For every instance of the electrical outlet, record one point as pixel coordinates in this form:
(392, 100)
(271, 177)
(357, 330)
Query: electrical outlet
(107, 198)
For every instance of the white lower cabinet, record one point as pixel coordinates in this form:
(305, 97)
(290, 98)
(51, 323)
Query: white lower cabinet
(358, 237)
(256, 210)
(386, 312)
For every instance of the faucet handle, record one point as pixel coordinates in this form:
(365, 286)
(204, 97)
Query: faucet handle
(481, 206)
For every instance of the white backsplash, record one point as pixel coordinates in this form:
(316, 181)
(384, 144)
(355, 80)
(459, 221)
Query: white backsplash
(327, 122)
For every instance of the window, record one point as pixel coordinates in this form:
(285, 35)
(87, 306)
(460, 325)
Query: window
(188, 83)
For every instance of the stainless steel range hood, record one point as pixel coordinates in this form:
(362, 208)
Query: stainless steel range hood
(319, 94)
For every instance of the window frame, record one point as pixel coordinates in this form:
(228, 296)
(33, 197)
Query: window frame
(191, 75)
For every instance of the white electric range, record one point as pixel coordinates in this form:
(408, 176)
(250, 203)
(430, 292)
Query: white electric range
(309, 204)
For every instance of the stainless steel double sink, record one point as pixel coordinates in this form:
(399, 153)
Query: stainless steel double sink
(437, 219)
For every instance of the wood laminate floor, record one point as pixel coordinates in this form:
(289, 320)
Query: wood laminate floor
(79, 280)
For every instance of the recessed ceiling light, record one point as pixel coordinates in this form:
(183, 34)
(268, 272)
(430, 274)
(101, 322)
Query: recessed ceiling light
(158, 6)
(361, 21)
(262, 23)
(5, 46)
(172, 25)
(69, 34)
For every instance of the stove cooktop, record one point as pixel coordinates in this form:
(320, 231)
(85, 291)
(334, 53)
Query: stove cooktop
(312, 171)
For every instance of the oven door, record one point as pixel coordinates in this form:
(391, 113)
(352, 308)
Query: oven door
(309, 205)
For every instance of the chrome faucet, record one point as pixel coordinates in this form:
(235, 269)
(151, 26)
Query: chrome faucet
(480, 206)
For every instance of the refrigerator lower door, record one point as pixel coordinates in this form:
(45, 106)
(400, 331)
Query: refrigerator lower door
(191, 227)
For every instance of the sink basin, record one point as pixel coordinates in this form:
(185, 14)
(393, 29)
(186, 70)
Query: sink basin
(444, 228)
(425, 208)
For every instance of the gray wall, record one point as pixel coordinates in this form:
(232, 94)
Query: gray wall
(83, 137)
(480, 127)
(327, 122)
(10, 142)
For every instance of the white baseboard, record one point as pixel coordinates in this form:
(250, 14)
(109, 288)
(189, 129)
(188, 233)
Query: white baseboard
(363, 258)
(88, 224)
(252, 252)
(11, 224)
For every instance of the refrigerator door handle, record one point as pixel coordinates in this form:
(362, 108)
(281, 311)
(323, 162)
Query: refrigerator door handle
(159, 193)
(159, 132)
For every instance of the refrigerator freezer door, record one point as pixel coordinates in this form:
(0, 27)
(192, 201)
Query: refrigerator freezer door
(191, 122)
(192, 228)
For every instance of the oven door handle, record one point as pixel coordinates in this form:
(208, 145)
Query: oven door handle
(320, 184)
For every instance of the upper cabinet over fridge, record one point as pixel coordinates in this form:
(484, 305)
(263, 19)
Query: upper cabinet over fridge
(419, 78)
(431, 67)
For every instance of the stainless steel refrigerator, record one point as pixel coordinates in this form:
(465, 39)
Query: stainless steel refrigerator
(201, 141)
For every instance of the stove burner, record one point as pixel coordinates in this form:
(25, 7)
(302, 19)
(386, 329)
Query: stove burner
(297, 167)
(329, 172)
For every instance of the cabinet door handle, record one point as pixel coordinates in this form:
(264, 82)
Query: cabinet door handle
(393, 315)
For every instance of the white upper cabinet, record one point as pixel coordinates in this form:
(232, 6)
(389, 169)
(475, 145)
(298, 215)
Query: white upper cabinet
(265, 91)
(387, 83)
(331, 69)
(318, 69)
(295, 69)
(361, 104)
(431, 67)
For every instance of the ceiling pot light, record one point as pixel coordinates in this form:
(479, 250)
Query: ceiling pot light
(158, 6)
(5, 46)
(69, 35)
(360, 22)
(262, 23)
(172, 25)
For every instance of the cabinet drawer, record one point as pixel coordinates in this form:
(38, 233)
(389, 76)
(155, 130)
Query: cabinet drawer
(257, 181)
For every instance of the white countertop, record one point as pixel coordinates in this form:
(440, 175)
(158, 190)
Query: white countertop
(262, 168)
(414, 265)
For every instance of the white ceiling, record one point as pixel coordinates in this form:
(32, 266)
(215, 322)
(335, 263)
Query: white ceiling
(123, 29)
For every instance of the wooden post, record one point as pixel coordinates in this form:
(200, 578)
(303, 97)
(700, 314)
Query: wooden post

##########

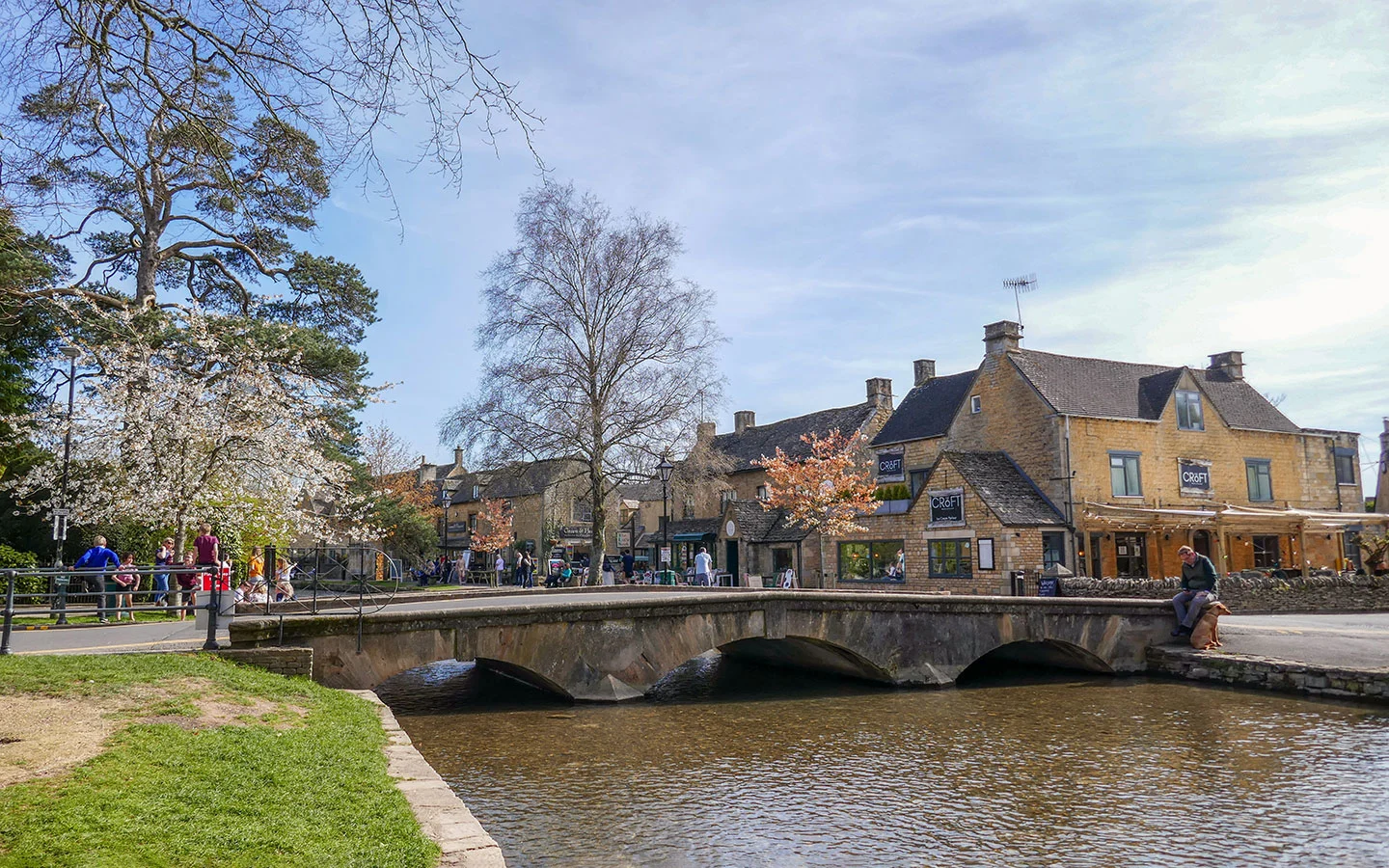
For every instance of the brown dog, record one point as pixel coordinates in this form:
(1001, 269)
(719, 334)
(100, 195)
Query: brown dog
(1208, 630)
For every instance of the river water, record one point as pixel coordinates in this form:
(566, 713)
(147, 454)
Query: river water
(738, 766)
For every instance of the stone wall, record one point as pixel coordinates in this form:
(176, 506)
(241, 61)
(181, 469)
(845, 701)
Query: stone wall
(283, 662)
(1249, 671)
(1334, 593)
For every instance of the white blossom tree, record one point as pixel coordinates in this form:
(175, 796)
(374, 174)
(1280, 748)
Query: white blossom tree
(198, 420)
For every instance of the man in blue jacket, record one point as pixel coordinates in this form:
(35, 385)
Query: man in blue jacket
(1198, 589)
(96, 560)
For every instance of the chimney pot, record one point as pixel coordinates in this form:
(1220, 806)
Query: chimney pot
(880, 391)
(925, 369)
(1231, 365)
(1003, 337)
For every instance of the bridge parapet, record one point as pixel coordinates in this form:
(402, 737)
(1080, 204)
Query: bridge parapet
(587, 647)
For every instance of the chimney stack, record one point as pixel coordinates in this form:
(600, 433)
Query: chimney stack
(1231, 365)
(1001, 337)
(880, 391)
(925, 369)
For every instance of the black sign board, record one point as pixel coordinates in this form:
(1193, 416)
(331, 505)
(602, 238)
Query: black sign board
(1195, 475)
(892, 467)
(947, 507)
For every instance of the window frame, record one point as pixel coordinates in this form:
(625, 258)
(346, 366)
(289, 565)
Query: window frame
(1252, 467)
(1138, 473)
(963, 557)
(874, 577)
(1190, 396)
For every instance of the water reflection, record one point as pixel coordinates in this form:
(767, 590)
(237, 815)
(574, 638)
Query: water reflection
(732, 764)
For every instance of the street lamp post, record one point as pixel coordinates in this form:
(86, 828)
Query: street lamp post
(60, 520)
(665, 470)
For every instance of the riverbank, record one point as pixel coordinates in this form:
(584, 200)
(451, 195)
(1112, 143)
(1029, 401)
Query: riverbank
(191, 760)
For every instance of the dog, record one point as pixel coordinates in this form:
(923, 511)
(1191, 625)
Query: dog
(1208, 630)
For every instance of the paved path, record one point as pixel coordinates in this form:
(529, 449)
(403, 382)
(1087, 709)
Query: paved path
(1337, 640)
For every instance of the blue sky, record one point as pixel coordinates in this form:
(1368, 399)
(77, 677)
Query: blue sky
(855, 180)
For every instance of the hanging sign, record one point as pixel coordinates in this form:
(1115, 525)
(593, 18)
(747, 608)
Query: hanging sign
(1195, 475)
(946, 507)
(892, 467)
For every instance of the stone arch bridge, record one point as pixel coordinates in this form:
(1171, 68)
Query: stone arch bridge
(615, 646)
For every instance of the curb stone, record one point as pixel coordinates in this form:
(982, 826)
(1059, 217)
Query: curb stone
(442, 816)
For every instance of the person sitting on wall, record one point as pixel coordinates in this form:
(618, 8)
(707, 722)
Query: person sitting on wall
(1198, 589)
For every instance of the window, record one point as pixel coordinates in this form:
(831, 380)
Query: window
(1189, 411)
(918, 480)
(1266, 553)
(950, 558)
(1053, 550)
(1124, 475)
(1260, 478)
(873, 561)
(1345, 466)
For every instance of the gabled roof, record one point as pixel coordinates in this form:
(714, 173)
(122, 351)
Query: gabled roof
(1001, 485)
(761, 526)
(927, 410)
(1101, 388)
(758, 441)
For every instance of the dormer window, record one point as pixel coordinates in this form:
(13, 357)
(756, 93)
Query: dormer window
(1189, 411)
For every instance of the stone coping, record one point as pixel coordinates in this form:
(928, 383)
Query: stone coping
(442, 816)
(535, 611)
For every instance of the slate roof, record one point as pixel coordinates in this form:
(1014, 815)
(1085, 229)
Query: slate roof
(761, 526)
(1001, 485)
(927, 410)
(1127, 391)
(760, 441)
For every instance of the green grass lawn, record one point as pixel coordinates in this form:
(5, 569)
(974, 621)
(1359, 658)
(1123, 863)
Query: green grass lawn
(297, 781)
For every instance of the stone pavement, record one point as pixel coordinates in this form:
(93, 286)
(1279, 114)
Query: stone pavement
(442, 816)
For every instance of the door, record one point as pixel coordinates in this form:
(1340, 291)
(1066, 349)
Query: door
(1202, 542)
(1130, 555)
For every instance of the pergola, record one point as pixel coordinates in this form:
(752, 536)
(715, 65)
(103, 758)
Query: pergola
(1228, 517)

##########

### [Task prompt]
In the listing, return each line containing the string "wooden".

### [Exercise response]
For every instance of the wooden post, record one point as pixel coordinates in this form:
Query: wooden post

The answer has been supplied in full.